Brano scelto:
------------------------------

# A cazzo di cane



## Blackman

Scusate il registro colloquiale, ma mi è stato chiesto e non ho saputo rispondere...

Dalle mie parti si usa per qualcosa di malfatto, malriuscito. 
Cos'ha il pene canino che non va?


----------



## infinite sadness

Forse perché se ne va per i fatti suoi, non rispondendo ai comandi del cervello.


----------



## macforever

Pare che il cane faccia una certa fatica ad accoppiarsi con sufficiente destrezza, perché non centra subito il bersaglio. Chiedo scusa a tutti per il linguaggio non proprio scientifico.
Risulterebbe quindi una cosa fatta male.


----------



## Blackman

macforever said:


> Pare che il cane faccia una certa fatica ad accoppiarsi con sufficiente destrezza, perché non centra subito il bersaglio. Chiedo scusa a tutti per il linguaggio non proprio scientifico.
> Risulterebbe quindi una cosa fatta male.



Fantastico! Mi sembra la spiegazione più plausibile. Grazie.


----------



## macforever

Blackman, ho trovato alcune righe sull'argomento Non so fino a che punto attendibili, comunque.
http://www.bruttastoria.it/dictionary/Alla_cazzo_di_cane.html


----------



## mxyzptlk63

Beh, a parte l'interessante spiegazione, mi pare che l'espressione sia usata un po' dappertutto. Chissà se c'è anche in altre lingue.


----------



## macforever

Conosco una versione, _alla membro di segugio_, che a me fa ridere perché forse pretende di essere più elegante


----------



## Blackman

Conosco un tizio che ne fa sfoggio in latino, _canis cappellae_, ma non so se sia corretto...


----------



## Necsus

Blackman said:


> Conosco un tizio che ne fa sfoggio in latino, _canis cappellae_, ma non so se sia corretto...


Lascito di Sundraw nella discussione 'Detti di corpo':
_In quanto alla versione latina, la domanda andrebbe ovviamente girata nel forum apposito. Io butto lì (e mi fermo qui ) che l'avrei tradotta "mentula canis" "mentulae canis modo" con l'ablativo, significando "ad + accusativo" piuttosto: "in funzione di" "indirizzato a"._

Anche QUI:
_e la prof per tutta risposta:"QUESTA E` UNA AFFERMAZIONE ALLA MENTULA CANIS....PER NON DIRE A PENE DI SEGUGIO..PER NON CADERE NEL VOLGARE E DIRE A CAZZO DI CANE..."_
E altrove nella rete...


----------



## Giorgio Spizzi

Da noi l'espressione si usa, ma quelli che vogliono staccarsi dal gregge dicono con ben maggior finezza (sic) "alla boia d'un giuda".

GS


----------



## olaszinho

Giorgio Spizzi said:


> Da noi l'espressione si usa, ma quelli che vogliono staccarsi dal gregge dicono con ben maggior finezza (sic) "alla boia d'un giuda".
> 
> GS


 
Si usa molto anche la frase: "fare una cosa a cazzo", tralasciando cane.

------------------------------

Voci del dataset:
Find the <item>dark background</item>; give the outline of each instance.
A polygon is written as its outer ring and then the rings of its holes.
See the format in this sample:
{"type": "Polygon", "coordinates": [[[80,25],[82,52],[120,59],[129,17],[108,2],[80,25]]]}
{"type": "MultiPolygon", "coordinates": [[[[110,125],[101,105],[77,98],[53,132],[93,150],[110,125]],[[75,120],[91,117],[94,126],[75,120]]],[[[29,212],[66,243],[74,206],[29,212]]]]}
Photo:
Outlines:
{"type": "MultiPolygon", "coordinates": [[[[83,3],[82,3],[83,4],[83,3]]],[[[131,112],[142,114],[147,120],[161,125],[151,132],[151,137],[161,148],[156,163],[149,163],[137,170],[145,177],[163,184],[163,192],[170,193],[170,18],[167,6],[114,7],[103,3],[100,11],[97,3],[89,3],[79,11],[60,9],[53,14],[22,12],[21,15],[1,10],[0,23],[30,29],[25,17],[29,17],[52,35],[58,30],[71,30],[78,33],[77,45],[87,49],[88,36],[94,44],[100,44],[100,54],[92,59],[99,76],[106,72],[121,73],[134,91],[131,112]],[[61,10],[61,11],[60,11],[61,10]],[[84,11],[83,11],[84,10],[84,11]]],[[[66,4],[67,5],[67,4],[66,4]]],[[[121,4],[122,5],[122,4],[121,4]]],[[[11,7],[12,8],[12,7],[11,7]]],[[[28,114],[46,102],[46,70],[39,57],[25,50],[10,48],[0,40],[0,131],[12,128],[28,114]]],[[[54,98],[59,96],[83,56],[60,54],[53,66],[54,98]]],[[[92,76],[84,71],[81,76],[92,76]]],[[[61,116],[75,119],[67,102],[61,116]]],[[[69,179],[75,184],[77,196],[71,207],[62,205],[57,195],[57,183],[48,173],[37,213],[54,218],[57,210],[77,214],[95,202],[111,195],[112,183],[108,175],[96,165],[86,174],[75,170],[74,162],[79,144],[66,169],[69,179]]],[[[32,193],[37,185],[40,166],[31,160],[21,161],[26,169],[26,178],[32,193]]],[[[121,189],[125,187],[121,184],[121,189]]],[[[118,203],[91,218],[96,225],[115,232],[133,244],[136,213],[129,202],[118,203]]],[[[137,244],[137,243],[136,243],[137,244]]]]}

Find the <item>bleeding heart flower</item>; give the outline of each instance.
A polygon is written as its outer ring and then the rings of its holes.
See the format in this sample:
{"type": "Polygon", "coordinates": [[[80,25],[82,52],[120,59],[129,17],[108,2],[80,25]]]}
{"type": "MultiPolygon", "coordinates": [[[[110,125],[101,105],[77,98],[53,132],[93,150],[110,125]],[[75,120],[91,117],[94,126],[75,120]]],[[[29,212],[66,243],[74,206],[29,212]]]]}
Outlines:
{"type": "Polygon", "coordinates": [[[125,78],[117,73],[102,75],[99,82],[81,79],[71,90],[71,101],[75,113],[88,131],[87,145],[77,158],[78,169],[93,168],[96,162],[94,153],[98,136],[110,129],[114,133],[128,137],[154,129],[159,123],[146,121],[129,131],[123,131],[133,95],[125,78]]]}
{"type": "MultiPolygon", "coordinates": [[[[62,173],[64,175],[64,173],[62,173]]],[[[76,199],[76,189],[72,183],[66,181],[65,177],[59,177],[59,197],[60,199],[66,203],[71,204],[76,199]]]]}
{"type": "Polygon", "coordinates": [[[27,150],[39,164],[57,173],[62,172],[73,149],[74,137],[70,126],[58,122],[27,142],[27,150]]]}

------------------------------

Consegna A:
Nella discussione sul modo di dire, riscrivi il passo da "# A cazzo di" fino a "di malfatto, malriuscito." compreso, sostituendo "registro colloquiale" con "tono informale".
Consegna B:
Per favore, prosegui la discussione sul modo di dire partendo da dove si ferma.
L'elenco non ha alcun peso ai fini di questo lavoro.

Risposta scritta A:
# A cazzo di cane



## Blackman

Scusate il tono informale, ma mi è stato chiesto e non ho saputo rispondere...

Dalle mie parti si usa per qualcosa di malfatto, malriuscito.

Risposta scritta B:
----------



## mxyzptlk63

Grammaticamente sarebbe un complemento di modo, giusto? Ma un complemento di modo che comincia con "a" non è strano? Non mi vengono altri esempi.


----------



## Necsus

Dal Treccani, preposizione _a_:

*4.* Altre relazioni: 
*c.* Modo, maniera: _camminare a occhi bassi_; _suonare a orecchio_; _vendere a contanti_, _acquistare a credito_ _[...] _Soprattutto frequente in locuzioni avv.: _a caso_, _a fatica_, _a capofitto_, _a precipizio_; _a tutto spiano_; e con prep. articolata: _alla cieca_, _alla carlona_; anche per qualificare una moda, uno stile, un costume: _ragionare all’antica_, _vestire all’americana_, _filare all’inglese_, _pagare alla romana._ _[CONTINUA QUI]_


----------



## Giorgino

Io ho sempre sentito solo "*alla* cazzo di cane", anche se trovo "a cazzo di cane" perfettamente intelligibile.


----------



## mara2054

Buonasera.
Il detto "A CAZZO DI CANE" ha una spiegazione scientifica, essa nasce dal fatto che i canidi hanno una morfologia del pene completamente diversa da come la si conosce comunemente nel mondo animale.
Il glande, che è la parte dell'organo con molte terminazioni nervose e quindi la più sensibile, si trova alla base della verga e non all'estremità come nell'uomo e negli altri animali.
Quindi anatomicamente è fatto al contrario... cioè  *a cazzo di cane*.
In natura è una prerogativa solo dei canidi.

Buona serata.
Mariano


----------



## barking fellows

Anche qui diciamo _a cazzo di cane_.




mara2054 said:


> i canidi hanno una morfologia del pene completamente diverso da come la si conosce comunemente nel mondo animale. Il glande, che è la parte dell'organo con molte terminazioni nervose e quindi la più sensibile, si trova alla base della verga e non all'estremità come nell'uomo e negl'altri animali. Quindi anatomicamente è fatto al contrario...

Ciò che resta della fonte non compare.